- Exercise requirements -
Which lines in the items below contain the word "water"? Copy each one in full.

- Records provided -
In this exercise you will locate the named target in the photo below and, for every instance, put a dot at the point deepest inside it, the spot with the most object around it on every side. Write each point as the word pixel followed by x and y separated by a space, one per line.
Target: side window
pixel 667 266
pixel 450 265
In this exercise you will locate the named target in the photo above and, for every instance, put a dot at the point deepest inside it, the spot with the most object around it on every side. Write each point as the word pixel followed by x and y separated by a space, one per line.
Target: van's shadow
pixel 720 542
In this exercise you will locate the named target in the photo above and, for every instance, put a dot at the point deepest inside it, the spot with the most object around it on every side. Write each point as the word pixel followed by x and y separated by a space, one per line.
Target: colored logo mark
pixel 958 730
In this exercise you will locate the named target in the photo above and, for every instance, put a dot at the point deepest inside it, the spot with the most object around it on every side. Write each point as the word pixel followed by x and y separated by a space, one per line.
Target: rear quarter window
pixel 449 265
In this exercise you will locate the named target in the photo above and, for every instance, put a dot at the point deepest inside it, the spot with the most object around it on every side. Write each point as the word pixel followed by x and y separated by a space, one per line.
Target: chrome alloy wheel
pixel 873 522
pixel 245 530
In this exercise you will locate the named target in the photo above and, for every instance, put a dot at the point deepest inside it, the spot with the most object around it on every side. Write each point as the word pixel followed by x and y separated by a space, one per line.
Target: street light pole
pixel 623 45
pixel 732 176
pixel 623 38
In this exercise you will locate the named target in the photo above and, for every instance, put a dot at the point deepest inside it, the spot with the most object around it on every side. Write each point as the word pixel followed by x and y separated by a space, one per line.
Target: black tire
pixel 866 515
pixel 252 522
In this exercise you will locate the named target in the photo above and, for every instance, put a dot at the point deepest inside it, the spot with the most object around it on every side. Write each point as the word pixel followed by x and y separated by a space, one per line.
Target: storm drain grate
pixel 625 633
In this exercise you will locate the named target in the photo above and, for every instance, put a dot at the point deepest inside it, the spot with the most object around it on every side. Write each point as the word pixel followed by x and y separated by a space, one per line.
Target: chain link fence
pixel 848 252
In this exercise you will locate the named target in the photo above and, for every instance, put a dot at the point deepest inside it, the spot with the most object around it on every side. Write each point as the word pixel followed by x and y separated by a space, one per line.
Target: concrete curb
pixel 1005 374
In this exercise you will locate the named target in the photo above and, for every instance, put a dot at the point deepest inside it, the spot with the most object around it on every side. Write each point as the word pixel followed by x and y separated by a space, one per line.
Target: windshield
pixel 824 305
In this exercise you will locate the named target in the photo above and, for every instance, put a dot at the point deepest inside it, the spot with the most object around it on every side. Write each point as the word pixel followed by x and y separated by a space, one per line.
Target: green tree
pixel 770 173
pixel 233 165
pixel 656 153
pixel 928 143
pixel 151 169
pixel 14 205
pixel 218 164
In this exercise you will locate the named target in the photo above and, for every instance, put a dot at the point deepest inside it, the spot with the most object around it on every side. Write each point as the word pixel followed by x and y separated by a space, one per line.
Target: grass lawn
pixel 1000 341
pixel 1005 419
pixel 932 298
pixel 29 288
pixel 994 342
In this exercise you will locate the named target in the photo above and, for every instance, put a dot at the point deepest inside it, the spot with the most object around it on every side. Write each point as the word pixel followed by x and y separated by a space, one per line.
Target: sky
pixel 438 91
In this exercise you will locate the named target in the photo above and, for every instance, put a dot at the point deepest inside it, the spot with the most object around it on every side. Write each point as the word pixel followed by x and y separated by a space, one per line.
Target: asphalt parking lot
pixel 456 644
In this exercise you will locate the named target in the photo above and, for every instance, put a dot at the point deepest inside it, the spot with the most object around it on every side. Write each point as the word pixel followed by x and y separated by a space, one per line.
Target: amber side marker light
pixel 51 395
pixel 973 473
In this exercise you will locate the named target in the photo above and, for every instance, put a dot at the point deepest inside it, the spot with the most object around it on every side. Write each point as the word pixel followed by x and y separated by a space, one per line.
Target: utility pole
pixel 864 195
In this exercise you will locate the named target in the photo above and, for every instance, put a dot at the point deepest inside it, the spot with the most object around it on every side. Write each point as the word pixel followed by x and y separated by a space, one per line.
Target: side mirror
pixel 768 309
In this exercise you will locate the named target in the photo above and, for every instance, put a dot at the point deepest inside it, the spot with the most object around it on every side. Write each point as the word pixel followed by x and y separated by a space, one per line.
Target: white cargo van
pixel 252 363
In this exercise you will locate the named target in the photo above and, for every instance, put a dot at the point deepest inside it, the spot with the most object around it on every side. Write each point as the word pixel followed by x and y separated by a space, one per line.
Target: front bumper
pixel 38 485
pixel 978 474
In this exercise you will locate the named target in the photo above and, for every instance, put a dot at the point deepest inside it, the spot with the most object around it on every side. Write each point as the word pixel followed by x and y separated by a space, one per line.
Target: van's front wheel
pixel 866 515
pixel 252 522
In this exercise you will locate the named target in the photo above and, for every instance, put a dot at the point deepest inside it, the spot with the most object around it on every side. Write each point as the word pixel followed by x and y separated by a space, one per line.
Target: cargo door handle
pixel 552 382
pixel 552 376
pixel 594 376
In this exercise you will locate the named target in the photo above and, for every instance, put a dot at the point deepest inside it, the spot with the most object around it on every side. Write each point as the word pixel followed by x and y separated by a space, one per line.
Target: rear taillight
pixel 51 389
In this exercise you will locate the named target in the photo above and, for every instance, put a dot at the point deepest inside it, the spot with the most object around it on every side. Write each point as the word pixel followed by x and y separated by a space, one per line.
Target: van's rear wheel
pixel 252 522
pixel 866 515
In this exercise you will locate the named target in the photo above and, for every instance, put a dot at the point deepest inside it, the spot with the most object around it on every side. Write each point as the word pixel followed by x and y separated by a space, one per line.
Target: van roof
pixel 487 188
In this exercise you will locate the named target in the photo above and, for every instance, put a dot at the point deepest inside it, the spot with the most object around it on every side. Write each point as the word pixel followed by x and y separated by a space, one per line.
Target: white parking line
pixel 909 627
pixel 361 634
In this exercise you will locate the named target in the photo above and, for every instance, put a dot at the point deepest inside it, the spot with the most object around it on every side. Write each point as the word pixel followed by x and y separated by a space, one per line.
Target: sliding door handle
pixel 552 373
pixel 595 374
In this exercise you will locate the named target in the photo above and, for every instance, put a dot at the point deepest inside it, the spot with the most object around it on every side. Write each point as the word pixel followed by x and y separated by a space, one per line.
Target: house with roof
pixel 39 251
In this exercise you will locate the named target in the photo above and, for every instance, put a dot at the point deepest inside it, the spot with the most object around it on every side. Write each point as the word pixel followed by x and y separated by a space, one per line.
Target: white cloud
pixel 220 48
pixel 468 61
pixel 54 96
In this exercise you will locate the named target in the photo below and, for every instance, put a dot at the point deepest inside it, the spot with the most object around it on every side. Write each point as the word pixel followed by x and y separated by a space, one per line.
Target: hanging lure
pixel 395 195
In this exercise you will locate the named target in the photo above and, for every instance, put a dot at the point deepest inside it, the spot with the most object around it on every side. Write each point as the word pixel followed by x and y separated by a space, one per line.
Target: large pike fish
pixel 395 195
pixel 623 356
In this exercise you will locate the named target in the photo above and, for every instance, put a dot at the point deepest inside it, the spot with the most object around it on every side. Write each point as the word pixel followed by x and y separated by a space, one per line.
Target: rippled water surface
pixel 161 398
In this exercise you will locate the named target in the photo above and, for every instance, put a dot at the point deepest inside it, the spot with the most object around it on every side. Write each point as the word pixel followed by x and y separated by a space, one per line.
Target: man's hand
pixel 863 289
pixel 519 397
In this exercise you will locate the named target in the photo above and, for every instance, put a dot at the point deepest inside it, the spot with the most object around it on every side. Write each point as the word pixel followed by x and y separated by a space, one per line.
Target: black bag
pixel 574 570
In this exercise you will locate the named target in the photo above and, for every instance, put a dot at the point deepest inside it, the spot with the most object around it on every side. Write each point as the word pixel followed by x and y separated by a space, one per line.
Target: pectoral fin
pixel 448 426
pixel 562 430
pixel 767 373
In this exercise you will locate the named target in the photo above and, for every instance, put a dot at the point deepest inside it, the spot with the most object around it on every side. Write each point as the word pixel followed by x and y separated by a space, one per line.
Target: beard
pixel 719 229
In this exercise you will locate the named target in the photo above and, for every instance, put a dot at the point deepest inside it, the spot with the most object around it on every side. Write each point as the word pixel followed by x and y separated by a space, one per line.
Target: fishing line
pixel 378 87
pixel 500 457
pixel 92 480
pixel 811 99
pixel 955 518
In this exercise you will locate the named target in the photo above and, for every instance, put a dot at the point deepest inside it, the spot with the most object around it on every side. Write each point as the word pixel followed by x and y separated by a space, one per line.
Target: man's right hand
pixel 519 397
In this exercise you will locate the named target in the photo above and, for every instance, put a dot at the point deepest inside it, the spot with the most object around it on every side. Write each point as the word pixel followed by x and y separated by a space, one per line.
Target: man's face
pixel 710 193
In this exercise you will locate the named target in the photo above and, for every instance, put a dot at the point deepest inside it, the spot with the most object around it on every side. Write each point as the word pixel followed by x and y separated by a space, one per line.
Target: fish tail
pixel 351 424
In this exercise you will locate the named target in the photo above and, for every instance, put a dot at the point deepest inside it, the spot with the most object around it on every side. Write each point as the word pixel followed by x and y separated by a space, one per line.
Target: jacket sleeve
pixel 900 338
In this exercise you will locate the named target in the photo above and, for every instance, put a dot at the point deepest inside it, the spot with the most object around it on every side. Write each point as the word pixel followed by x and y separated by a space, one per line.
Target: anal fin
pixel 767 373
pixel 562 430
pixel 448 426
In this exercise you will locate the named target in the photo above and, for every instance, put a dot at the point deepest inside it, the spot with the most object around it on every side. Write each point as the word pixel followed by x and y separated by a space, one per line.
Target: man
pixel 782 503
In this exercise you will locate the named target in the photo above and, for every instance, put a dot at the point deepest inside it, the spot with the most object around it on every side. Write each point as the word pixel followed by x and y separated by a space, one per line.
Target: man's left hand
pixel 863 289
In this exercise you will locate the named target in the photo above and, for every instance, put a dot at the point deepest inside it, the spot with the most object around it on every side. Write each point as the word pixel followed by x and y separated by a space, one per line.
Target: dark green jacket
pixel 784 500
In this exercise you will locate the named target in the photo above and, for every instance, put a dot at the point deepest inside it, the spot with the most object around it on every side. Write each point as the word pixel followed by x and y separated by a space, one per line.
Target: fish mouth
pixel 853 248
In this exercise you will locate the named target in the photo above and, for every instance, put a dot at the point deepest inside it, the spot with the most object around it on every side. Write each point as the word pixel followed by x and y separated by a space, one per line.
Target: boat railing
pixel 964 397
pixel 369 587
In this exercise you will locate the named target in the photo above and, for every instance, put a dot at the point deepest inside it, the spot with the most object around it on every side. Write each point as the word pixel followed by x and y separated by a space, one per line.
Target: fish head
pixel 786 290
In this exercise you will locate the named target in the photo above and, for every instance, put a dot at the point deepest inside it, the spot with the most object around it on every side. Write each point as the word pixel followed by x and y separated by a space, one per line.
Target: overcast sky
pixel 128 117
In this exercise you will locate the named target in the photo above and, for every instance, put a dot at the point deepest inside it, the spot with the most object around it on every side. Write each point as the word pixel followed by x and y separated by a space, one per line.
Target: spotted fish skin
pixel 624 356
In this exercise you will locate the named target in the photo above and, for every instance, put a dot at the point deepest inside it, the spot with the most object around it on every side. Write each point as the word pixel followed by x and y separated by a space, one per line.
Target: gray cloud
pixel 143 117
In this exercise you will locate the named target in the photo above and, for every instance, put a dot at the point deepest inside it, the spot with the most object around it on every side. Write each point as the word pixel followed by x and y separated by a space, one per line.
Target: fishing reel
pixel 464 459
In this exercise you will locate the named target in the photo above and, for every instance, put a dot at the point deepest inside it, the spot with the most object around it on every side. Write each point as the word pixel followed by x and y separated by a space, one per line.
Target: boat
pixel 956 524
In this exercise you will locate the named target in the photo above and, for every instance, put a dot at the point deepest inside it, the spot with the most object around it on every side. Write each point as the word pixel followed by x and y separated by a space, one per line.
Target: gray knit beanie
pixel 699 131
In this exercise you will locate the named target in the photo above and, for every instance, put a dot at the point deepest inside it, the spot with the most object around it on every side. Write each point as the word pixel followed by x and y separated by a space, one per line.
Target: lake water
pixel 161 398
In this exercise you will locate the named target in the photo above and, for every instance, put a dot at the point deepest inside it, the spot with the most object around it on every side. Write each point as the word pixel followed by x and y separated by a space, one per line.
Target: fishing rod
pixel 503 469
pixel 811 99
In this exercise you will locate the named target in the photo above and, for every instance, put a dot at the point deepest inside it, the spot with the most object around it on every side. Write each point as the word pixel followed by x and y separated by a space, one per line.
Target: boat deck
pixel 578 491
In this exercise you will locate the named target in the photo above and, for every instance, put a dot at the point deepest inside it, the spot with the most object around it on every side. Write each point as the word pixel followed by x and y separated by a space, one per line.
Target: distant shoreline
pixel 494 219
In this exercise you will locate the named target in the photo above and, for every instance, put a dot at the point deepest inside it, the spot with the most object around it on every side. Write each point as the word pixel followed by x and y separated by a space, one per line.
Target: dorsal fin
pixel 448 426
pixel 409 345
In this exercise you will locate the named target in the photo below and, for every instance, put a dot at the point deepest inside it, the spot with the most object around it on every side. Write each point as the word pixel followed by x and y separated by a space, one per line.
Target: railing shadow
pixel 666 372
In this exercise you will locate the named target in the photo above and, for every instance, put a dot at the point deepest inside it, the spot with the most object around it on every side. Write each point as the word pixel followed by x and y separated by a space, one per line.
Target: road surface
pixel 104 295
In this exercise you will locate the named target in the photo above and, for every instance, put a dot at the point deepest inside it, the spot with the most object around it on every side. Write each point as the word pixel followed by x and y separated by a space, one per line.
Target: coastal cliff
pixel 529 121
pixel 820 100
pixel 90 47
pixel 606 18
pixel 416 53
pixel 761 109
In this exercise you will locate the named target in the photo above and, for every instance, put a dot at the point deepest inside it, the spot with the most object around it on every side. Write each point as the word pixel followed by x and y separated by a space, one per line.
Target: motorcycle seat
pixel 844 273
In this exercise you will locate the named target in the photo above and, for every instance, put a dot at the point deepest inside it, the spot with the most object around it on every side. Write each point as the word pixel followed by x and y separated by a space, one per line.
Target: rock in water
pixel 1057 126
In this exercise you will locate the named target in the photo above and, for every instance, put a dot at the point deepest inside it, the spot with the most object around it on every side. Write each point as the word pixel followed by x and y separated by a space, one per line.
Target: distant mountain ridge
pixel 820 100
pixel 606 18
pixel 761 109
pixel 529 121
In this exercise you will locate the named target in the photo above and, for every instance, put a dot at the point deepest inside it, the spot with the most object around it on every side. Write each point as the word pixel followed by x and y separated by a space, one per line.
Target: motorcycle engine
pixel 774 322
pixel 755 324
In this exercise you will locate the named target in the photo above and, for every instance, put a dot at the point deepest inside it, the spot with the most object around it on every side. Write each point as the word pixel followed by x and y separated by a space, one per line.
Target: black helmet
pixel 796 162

- Solution -
Target: rippled water surface
Target: lake water
Target: rock in water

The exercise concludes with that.